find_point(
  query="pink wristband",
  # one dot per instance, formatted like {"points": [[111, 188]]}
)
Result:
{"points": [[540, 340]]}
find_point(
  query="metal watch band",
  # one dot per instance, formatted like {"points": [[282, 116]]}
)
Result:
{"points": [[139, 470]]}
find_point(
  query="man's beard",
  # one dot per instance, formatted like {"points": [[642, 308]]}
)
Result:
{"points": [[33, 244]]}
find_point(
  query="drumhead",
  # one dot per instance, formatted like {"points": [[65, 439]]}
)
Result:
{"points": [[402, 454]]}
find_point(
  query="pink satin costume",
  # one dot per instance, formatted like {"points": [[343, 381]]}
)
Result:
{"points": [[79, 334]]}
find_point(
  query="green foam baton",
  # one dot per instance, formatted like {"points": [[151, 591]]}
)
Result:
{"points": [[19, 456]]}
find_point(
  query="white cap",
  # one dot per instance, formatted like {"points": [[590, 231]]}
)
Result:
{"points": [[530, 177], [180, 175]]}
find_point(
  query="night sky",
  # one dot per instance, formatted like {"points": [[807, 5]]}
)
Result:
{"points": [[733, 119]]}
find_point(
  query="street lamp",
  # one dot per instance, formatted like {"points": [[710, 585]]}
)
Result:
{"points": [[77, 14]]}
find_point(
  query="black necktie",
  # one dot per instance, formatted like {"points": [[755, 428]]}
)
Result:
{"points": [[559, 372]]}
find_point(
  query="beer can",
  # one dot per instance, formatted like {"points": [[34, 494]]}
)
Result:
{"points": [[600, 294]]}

* * *

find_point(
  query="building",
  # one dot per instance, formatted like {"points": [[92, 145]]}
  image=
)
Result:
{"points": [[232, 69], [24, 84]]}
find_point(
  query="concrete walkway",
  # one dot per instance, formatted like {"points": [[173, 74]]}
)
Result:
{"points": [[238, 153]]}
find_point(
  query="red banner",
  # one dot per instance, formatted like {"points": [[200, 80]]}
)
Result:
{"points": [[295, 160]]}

...

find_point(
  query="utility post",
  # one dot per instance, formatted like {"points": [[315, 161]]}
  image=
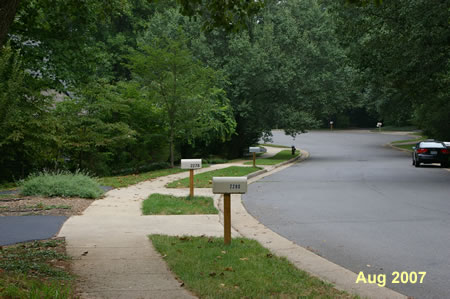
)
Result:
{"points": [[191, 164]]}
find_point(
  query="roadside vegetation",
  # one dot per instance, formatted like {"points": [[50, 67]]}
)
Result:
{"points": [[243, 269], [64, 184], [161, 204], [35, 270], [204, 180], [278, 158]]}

**WHAT THIS TASK INVOLVES**
Which lines in the entries above contain the string "pink"? Copy every such line, treating uppercase and lowercase as different.

**TASK RESULT**
  query="pink wristband",
  query="pink satin costume",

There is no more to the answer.